[Pointing dataset records]

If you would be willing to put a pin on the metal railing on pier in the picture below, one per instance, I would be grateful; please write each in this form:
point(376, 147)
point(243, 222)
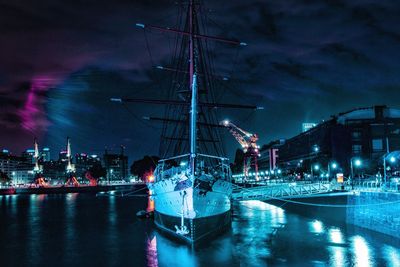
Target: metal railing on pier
point(286, 190)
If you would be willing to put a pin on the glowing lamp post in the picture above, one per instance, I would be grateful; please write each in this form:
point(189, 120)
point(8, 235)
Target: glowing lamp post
point(357, 163)
point(331, 166)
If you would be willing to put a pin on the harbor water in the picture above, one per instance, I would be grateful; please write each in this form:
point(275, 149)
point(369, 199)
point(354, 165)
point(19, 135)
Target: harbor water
point(88, 230)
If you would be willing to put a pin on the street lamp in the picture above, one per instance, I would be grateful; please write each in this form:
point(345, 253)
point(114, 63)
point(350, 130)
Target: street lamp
point(358, 163)
point(331, 166)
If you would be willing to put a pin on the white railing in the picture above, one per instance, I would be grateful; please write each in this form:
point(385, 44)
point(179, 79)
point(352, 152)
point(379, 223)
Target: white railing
point(288, 190)
point(165, 171)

- [What you should do] Can you edit the material above so that every "Target" becomes "Object", with nothing else changed? Leave the pictures out of your answer.

- [Finished answer]
If you would be willing to put a pin on the metal railing on pier in the picture below, one per instance, I would be grateful; please write each in this form:
point(376, 147)
point(243, 222)
Object: metal railing on pier
point(286, 190)
If you would be willing to put a pin on the glowing lamp post in the picture above, one per instance, I would be grateful; please write each in this form:
point(189, 120)
point(8, 235)
Object: glowing lamp post
point(357, 163)
point(331, 166)
If you would be willing to put a pin on the harbor water in the picture above, one per instance, I would be grateful; please write each in this form:
point(275, 149)
point(369, 199)
point(354, 165)
point(19, 135)
Object: harbor water
point(88, 230)
If you would be willing to put a pin on the street lamp in the picture above, one per instance, I would be grateful; please write each in this form:
point(345, 253)
point(114, 63)
point(350, 130)
Object: street lamp
point(358, 163)
point(331, 166)
If you would be willing to put a pin on the white railing in the picture above, one per instance, I would be grateful; please write each in this form:
point(385, 44)
point(179, 79)
point(352, 152)
point(379, 223)
Object: white railing
point(288, 190)
point(165, 171)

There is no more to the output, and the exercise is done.